SELECTED TEXT:
::::

They did, in fact…the episode Body Parts establishes it as 100 slips to a strip and 20 strips to a bar. There are larger denominations, such as the brick, that aren’t established, but those are the three standard ones.
Why this is makes perfect sense within the context of the Star Trek universe - gold can be replicated, latinum, for some handwavy reason, can’t.
This does create a bit of a continuity clash with the Ferengi’s first appearance, where they try to use the fact that the Federation uses gold for utilitarian purposes, rather than as objects of value, as proof that they’re insane…but we generally try to avoid thinking about that episode, anyway.
The old French currency was, in principle, no different from the duodecimal Carolingian currency used in England: one livre (pound) = 20 sous (shillings); one shilling = 12 deniers. Nothing too crazy about gold louis d’or worth 10 pounds or silver coins worth various (5, 10, 15, 30, …) round numbers of shillings.

::::

TASKS:
• 1. In the currency text, how many slips make up a strip of latinum?
• 2. Extend the currency text with a few sentences that follow on from its last one.

SUPPLIED INFORMATION:

::::

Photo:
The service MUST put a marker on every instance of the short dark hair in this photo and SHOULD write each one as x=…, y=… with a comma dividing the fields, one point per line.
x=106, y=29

::::

REPLIES:
• 1. 100 slips make up a strip.

• 2.
The crazy Douglas Adams currency is an obvious parody of the very real stone money. In real life, one does not need to physically “collect” the stones, which are too large to move, since everybody agrees on who owns what stone at any given time.
Fredric Brown, in his short-short story “Letter from a Phoenix”, recounts that the long-lived hero once lived a city where fish scales were the medium of exchange. He didn’t elaborate.
There was some terrible book I read where in the future utopia all hard currency was abolished and “money” was basically a series of IOU notes, the “basic” note was “This note promises that I will give you 1 hour of labor as you see fit”, the idea being if I bought a sandwich from a vendor I’d give him that note and sometime in the future he could call upon me to work for him for an hour to make up for it, that or you could give him something that was the equivalent of one hour of labor to make.
I have no idea how the system would work in anything more complex than a basic hunter/gatherer society. Maybe because it was a utopia everyone had a lot of free time on their hands so it meant you have to get rid of it somehow?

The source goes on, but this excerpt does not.